• **Исходный фрагмент**:
--*--

Я не помню, о чём мы разговаривали, когда Больжи внезапно сказал, что хочет подарить мне сберегающий от пули амулет-гау, который в настоящем бою нужно будет повесить на шею и которого я, впрочем, так и не получил. Впоследствии я понял, что это его обещание не стоило принимать всерьёз. Оно было всего лишь способом выразить мне дружеские чувства, что, как, видимо, считал Больжи, не накладывало на него никаких обязательств. Но и назвать его слова заведомой ложью я бы не рискнул. Для Больжи намерение было важно уже само по себе, задуманное доброе дело не обращалось от неисполнения в свою противоположность и не падало грехом на душу. Просто ему захотелось в тот момент сказать мне что-нибудь приятное, а он не придумал ничего другого, кроме как посулить этот амулет. Такой же, добавил он, подчёркивая не столько ценность подарка, сколько значение минуты, носил на себе барон Унгерн, поэтому его не могли убить. Я удивился: как же не могли, если расстреляли? Отвечено было как о чем-то само собой разумеющемся и всем давно известном: нет, он жив, живёт в Америке. Затем, с несколько меньшей степенью уверенности, Больжи сообщил мне, что Унгерн приходится родным братом самому Мао Цзедуну – вот почему Америка решила теперь дружить с Китаем.

--*--

Перечень данных
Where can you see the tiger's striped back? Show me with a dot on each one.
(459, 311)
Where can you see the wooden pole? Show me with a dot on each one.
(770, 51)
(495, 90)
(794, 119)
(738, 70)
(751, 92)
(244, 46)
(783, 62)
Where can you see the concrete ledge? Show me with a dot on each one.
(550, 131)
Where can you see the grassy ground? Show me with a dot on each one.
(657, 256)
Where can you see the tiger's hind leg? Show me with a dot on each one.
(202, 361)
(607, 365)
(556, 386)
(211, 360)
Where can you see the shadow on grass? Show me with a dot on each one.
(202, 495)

--*--

• **Задания**:
a. Где, по словам Больжи в отрывке об амулете-гау, живёт барон Унгерн?
b. Подхватите отрывок о Больжи и амулете-гау и продолжите его сразу после последнего предложения.

• **Ответы**:
a. В Америке.

b.
Действительно, в газетах писали о налаживающихся контактах между Вашингтоном и Пекином: речь шла об установлении дипломатических отношений между ними. Писали, что американцы собираются поставлять в Китай военную технику. Популярный анекдот о том, как в китайском Генеральном штабе обсуждают план наступления на северного соседа («Сначала пустим миллион, потом ещё миллион, потом танки». – «Как? Все сразу?» «Нет, сперва один, после другой»), грозил утратить свою актуальность. Но и без того все опасались фанатизма китайских солдат. Ходили слухи, что ни на Даманском, ни под Семипалатинском они не сдавались в плен. Об этом говорили со смесью уважения и собственного превосходства – как о чём-то таком, чем мы тоже могли бы обладать и обладали когда-то, но отбросили во имя новых, высших ценностей. Очень похоже Больжи рассуждал о шамане из соседнего улуса. За ним безусловно признавались определённые способности, и в то же время сам фактих существования не возвышал этого человека, напротив – отодвигал его далеко вниз по социальной лестнице.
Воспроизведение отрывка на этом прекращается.